- Your assignment
In the crit group reflection, condense the paragraph beginning "Turning to where I wanted to talk about" into a short bulleted list that keeps its main points.

- Selected extract
-- Opening Marker --

Tonight I showed my latest video during crit group which was well received with a few comments that I could use in my next video, which I am definitely going to consider when it comes to my next video a direction I will definitely go down as it really works for me.

– Working on a blank canvas away from the studio which did come off as distracting at times, as the train passed other members work in their respective places.

– The angle of the train track sequences in the video could have been higher up, going more towards a 90 degrees angles.

– Things for the future to maybe add could be the place myself in the video in someway, maybe acting on green-screen that could be superimposed onto the model set. I have heard the idea of me in the work before. I’ve never really been excited by it as I prefer to work behind the camera. It would be a brave move to make, becoming a performative piece which would be new to my practice. I could re-enact scenes from my favourite westerns and place myself into my cardboard world.

– Using low-fi special effects in the work which is also something I have shied away from, I could do it with gun fire or explosion, all with that low-fun aesthetic

Turning to where I wanted to talk about was the possible Native American piece which I was worrying over nothing really, the whole group knew I would be sensitive about the subject matter. My idea however seems to be irrelevant in that we as an audience already know that their depiction was simplified for a white audience to enjoy. What more can I possible add to that discussion beyond repeating it. What I could be doing is more of a documentary if I went down the political route which is something I am not comfortable with. Also I feel it’s a subject better articulated by those who know the subject best, the Natives themselves have more agency and a stronger voice.

-- Closing Marker --

- Material supplied

-- Opening Marker --

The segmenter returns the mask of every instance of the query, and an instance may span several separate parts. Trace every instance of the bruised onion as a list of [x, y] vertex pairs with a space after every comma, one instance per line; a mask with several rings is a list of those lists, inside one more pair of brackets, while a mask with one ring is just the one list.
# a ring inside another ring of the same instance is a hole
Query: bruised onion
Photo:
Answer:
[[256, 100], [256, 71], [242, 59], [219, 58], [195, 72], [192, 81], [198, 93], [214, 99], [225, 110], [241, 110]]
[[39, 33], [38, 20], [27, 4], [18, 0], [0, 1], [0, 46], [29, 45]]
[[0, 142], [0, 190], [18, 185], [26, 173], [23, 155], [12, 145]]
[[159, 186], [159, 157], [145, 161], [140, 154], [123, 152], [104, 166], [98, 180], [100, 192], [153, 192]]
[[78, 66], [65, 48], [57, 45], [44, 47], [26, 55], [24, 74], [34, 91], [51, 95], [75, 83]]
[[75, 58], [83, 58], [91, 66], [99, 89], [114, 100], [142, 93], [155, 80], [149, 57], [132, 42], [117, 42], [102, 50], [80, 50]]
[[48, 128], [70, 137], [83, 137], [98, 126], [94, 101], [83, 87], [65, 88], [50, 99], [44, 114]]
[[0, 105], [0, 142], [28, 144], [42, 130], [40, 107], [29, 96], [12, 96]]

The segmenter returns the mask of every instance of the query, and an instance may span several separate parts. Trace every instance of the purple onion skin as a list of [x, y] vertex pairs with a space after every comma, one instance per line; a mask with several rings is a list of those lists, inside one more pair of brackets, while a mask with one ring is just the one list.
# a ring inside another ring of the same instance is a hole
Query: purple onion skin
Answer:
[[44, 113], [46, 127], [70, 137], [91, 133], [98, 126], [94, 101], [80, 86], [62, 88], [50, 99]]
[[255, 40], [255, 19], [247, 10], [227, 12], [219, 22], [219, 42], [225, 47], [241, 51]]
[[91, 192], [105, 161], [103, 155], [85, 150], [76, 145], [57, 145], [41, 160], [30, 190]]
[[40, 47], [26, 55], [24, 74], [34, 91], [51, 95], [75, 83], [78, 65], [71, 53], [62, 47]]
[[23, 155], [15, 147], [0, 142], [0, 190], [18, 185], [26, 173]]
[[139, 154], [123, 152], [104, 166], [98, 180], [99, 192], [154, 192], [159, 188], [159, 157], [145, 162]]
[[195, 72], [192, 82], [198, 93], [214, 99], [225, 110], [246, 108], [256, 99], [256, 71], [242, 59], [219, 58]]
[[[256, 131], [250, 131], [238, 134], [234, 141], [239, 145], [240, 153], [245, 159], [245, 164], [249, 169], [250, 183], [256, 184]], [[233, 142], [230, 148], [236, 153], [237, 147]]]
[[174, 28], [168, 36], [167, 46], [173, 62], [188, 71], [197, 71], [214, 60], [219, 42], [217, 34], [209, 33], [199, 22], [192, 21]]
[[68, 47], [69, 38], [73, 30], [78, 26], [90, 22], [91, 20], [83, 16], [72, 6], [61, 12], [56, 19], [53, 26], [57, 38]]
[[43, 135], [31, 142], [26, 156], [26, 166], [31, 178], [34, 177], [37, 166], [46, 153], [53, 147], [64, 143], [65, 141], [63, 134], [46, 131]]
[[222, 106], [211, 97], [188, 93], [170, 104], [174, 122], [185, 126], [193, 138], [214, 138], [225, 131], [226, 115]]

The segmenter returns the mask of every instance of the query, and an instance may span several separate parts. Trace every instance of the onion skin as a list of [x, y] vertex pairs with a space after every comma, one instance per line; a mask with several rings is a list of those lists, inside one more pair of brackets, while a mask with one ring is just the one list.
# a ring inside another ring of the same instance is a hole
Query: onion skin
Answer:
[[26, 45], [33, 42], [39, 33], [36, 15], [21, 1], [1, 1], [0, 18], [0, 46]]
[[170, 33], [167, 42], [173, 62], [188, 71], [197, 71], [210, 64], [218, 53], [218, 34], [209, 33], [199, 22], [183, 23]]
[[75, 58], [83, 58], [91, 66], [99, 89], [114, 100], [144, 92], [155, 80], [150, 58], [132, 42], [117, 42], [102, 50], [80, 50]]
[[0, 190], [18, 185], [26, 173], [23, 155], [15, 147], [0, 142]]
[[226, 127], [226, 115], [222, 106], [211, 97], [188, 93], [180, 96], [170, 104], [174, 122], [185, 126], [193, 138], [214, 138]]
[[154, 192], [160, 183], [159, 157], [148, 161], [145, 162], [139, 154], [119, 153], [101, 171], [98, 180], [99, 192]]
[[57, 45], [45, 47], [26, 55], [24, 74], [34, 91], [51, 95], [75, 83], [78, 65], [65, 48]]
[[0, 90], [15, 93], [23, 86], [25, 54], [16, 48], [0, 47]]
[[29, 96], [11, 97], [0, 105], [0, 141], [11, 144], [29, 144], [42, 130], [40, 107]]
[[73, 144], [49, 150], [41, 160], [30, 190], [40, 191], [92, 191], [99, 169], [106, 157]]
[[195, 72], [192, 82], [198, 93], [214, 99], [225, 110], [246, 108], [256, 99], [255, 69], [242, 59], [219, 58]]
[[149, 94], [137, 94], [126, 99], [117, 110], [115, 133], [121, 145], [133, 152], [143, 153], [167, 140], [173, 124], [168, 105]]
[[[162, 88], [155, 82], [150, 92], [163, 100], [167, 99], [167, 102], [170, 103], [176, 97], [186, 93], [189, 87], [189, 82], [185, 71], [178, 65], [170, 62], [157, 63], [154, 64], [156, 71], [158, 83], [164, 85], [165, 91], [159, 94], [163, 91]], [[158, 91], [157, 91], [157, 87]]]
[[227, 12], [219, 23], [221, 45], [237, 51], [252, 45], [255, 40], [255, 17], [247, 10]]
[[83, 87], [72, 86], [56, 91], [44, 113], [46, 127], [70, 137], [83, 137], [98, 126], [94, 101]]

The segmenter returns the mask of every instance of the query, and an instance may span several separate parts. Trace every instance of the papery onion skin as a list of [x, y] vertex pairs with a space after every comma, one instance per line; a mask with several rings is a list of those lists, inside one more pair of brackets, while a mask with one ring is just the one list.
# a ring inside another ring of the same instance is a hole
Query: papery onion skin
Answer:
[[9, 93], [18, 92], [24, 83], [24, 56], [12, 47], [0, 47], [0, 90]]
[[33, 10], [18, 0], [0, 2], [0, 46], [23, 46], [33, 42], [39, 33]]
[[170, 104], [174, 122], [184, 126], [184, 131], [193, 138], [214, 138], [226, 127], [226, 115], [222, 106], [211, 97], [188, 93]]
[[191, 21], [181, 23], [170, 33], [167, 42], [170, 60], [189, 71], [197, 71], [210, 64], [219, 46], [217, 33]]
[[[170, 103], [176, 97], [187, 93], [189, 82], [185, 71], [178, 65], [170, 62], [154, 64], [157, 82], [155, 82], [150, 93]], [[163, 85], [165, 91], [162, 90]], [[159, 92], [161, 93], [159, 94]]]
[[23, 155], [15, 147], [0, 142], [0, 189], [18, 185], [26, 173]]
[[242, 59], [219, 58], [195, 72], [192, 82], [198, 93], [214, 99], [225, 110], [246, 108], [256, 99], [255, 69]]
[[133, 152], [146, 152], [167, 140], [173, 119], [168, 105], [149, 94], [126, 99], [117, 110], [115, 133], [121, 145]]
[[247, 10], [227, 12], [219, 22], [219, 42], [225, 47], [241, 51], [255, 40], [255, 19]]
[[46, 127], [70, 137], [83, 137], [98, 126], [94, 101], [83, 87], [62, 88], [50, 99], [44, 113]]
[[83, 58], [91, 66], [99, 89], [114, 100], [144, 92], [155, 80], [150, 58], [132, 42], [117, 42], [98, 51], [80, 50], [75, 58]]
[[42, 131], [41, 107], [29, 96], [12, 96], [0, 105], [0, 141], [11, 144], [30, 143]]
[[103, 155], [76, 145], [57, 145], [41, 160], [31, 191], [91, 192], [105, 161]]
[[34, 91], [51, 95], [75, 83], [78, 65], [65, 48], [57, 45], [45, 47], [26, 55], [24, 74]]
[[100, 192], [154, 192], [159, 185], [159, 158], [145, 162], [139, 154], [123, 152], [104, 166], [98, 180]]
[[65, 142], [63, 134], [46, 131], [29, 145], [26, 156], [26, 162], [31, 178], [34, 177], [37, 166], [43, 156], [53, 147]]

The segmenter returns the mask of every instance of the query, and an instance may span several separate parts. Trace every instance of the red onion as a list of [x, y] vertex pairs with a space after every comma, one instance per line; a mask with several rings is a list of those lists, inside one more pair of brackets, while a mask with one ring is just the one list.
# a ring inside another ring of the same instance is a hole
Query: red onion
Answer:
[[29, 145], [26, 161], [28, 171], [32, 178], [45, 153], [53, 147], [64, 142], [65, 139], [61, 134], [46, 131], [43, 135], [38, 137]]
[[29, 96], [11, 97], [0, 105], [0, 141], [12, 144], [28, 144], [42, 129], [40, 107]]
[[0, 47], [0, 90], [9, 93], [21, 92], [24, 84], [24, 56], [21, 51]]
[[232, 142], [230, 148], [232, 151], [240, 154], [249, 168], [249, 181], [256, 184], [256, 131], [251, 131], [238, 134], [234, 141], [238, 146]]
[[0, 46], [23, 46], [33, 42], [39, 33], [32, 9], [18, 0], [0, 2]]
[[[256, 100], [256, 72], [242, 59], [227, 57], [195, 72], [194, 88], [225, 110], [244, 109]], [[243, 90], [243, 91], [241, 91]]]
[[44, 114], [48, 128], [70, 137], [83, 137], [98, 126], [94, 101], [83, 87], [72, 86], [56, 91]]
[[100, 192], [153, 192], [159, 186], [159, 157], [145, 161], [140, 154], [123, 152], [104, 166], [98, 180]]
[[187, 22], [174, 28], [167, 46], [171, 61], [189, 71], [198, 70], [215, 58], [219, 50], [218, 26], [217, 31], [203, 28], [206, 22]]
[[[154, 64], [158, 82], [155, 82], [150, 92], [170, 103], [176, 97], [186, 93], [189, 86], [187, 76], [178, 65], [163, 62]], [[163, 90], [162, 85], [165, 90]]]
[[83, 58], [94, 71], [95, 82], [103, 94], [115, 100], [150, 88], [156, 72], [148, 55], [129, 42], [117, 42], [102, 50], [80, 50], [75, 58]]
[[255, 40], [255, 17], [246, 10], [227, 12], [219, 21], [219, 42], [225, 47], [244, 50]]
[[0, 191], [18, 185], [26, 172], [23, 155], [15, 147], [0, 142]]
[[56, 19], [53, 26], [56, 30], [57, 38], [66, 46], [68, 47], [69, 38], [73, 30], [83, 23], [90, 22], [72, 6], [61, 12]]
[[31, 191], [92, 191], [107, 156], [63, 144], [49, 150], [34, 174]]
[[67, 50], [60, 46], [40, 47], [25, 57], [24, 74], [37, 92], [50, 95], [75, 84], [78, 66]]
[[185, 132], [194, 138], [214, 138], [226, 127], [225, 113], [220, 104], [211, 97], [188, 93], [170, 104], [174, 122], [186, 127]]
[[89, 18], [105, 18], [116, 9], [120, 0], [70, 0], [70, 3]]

-- Closing Marker --

- Exercise answer
- I raised the possible Native American piece. My worry was unfounded, since the group knew I would be sensitive about the subject.
- The idea seems irrelevant: audiences already know the depiction was simplified for a white audience to enjoy, and I could only repeat that point.
- Going the political route would make the piece more of a documentary, which I am not comfortable with.
- The subject is better articulated by the Natives themselves, who have more agency and a stronger voice.